## [SOURCE MATERIAL]
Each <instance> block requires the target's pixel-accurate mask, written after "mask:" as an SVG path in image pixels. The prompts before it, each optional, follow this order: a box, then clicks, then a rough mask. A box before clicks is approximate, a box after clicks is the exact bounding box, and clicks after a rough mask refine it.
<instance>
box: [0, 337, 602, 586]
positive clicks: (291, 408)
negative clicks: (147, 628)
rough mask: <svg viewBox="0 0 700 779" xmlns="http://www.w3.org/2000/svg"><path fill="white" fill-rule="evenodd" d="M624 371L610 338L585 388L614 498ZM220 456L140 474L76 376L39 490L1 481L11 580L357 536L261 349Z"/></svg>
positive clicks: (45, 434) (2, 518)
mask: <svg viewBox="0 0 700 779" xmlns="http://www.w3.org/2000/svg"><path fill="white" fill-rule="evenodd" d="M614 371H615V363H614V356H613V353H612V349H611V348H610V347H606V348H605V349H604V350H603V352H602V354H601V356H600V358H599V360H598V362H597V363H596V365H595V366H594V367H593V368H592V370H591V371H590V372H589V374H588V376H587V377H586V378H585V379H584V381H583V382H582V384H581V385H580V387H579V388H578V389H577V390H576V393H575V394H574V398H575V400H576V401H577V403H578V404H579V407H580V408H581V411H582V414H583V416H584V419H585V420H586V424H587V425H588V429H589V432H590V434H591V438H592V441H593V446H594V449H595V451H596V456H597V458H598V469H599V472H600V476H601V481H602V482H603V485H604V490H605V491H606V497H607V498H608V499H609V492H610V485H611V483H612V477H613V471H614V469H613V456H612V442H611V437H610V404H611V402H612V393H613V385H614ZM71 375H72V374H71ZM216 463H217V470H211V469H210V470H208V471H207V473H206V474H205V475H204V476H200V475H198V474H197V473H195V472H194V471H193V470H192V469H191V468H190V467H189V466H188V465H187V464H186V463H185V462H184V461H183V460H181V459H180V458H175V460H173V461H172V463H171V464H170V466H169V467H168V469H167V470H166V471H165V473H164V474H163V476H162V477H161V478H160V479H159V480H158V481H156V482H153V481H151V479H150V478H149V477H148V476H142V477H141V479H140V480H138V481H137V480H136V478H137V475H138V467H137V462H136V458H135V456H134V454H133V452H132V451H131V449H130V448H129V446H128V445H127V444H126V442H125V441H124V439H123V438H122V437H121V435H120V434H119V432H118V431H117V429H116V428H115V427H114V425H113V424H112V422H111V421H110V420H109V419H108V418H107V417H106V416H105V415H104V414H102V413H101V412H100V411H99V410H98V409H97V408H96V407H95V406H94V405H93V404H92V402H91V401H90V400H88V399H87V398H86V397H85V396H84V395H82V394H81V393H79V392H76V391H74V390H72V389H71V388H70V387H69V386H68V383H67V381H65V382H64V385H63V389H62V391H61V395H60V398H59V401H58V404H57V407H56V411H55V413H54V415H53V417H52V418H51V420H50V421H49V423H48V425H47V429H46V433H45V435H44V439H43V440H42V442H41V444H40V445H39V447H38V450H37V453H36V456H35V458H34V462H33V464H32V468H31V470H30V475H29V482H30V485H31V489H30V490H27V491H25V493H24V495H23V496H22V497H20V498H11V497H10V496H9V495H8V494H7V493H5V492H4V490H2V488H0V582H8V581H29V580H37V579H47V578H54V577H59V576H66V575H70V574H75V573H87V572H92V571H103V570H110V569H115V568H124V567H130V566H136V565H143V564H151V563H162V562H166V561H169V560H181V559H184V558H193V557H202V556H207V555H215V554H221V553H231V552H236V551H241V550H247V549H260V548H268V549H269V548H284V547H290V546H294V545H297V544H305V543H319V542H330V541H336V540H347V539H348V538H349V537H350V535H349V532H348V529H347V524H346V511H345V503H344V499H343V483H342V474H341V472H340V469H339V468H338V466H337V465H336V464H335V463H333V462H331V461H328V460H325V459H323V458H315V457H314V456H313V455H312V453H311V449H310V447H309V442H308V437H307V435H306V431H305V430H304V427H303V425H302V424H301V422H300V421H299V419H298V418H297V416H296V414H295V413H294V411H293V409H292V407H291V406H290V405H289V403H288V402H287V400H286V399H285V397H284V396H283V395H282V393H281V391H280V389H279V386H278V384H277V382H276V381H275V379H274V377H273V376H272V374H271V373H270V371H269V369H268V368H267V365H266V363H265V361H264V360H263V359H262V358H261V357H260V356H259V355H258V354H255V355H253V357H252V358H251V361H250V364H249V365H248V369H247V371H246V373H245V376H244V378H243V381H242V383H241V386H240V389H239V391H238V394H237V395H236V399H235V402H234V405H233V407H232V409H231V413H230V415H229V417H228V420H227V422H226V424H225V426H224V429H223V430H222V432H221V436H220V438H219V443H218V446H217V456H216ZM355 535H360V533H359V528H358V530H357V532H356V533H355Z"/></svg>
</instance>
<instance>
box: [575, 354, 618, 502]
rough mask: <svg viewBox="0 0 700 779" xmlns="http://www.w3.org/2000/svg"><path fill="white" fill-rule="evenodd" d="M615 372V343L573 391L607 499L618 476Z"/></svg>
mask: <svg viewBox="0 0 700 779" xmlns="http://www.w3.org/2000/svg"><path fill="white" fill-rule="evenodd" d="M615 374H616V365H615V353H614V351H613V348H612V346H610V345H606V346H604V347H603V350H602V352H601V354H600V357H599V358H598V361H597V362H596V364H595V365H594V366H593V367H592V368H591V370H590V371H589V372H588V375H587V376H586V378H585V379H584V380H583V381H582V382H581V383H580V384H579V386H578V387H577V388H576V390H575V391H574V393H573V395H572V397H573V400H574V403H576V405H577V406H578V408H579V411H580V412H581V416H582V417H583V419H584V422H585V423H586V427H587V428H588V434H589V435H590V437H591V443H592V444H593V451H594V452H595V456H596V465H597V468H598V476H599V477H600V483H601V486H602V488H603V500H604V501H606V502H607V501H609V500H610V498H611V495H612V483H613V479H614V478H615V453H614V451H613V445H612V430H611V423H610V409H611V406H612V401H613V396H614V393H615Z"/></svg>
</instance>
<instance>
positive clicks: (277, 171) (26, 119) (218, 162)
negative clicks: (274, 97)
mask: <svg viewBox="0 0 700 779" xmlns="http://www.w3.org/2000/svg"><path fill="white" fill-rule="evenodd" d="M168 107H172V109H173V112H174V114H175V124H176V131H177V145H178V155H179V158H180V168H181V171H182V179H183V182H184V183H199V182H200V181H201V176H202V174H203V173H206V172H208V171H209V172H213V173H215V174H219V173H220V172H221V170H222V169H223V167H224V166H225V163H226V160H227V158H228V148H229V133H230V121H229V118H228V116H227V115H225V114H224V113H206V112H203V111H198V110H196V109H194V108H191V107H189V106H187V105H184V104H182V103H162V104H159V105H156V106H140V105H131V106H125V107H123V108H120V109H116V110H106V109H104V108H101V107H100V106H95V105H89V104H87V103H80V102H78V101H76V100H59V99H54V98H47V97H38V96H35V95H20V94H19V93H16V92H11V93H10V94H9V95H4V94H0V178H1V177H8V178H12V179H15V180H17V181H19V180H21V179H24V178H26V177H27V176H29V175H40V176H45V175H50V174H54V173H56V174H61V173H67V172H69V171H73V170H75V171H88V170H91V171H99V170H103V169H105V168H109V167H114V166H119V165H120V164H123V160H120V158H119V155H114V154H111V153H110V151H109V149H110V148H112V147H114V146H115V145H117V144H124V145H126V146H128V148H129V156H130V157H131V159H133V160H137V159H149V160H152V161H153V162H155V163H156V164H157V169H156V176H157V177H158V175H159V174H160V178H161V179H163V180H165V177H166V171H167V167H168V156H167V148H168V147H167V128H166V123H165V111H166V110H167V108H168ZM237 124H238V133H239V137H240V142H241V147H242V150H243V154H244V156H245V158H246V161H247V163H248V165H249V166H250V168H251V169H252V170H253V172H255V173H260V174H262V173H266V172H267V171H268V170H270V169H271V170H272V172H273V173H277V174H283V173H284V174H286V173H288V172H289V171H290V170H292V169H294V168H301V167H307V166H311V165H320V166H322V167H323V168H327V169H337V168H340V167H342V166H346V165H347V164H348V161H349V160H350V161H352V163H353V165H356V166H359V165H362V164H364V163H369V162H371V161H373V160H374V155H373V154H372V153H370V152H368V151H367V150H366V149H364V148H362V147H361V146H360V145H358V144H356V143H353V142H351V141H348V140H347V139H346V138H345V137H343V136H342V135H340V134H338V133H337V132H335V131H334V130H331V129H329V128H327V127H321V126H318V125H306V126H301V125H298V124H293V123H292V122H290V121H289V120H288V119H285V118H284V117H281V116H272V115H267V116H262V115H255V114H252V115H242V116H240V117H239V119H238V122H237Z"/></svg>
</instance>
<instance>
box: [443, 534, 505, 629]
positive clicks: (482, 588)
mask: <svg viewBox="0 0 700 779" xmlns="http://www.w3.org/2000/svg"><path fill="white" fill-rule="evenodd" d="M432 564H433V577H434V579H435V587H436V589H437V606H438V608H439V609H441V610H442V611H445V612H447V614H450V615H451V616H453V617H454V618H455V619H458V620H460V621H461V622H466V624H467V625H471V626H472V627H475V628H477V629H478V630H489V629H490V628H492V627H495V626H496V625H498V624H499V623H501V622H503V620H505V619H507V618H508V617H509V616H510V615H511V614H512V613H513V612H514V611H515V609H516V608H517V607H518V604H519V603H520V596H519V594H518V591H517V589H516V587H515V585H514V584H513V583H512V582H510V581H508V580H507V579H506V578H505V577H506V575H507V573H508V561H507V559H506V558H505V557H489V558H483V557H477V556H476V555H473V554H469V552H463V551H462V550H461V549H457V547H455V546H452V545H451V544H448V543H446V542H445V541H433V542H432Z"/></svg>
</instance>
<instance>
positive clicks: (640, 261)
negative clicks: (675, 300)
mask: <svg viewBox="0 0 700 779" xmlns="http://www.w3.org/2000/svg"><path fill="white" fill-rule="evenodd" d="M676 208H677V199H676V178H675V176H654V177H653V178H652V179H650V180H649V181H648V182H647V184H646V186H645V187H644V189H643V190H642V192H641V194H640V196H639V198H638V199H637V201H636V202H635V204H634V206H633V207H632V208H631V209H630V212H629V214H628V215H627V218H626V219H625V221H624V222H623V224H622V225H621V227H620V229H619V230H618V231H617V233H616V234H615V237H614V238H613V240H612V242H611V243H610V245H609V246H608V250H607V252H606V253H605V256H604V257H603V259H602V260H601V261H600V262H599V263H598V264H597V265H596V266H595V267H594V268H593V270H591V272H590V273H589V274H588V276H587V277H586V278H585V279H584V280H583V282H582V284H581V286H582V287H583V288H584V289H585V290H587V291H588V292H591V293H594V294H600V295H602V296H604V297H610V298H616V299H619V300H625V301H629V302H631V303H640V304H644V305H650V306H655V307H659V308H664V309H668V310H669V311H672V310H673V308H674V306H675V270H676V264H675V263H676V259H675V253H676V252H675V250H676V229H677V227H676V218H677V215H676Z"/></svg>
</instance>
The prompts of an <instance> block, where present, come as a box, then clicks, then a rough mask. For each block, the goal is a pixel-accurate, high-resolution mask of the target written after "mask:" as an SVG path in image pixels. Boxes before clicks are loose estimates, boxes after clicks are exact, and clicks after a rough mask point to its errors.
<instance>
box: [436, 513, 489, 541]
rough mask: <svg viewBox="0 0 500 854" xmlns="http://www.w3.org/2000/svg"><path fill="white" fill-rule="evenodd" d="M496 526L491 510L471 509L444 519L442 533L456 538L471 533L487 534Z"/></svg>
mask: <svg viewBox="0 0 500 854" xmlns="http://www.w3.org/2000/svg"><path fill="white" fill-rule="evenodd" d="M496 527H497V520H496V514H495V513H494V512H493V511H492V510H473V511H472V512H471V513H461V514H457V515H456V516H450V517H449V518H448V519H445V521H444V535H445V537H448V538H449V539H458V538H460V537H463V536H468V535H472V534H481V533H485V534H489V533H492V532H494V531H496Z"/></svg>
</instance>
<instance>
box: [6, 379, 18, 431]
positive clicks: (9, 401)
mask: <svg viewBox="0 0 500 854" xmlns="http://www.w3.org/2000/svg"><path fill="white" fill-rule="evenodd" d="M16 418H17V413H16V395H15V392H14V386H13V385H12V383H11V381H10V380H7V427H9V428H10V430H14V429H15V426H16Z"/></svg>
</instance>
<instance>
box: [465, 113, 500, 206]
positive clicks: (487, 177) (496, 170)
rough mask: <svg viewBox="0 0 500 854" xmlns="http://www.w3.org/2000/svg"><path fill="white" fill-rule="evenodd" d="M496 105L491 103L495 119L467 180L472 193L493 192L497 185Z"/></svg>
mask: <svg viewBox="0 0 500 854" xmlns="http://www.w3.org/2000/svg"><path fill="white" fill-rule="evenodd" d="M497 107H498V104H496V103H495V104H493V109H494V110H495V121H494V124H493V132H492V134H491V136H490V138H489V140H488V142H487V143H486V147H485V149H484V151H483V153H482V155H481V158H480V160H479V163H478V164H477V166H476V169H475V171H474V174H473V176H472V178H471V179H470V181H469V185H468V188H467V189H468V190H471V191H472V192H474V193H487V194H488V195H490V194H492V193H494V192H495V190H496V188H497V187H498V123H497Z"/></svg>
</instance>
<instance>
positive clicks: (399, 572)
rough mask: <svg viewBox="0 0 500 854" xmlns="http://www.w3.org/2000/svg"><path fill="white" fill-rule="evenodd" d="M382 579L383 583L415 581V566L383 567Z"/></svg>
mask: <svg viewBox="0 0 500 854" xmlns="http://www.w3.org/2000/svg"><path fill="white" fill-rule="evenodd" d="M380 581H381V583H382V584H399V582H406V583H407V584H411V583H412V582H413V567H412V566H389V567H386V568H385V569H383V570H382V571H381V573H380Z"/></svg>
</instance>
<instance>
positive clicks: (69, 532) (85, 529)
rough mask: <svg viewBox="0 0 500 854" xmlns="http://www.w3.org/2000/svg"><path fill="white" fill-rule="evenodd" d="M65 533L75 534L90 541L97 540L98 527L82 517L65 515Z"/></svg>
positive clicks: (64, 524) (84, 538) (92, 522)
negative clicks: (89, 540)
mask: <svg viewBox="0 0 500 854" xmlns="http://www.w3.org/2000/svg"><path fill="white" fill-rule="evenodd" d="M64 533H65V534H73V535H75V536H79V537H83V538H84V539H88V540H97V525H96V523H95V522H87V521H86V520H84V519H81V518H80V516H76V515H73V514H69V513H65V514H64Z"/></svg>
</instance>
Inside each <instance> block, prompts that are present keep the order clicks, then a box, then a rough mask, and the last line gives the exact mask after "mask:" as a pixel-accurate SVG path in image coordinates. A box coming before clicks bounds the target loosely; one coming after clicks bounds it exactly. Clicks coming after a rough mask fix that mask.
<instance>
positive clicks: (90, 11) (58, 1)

## [TASK TO CARRY OUT]
Reproduce the lines from the first one above through the line containing "positive clicks: (45, 434) (2, 518)", with both ends included and nothing else.

## [COMPLETED EXERCISE]
Each <instance> block requires the target's pixel-accurate mask, written after "mask:" as an SVG path in image pixels. The prompts before it, each optional, follow this order: a box, then clicks, then a rough mask. A box before clicks is approximate, a box after clicks is the exact bounding box, and clicks after a rough mask refine it.
<instance>
box: [0, 337, 602, 586]
positive clicks: (291, 408)
negative clicks: (147, 628)
rough mask: <svg viewBox="0 0 700 779" xmlns="http://www.w3.org/2000/svg"><path fill="white" fill-rule="evenodd" d="M624 371L610 338L585 388L614 498ZM220 456L140 474L76 376L39 490L1 481L11 580L357 536L261 349Z"/></svg>
positive clicks: (45, 434) (2, 518)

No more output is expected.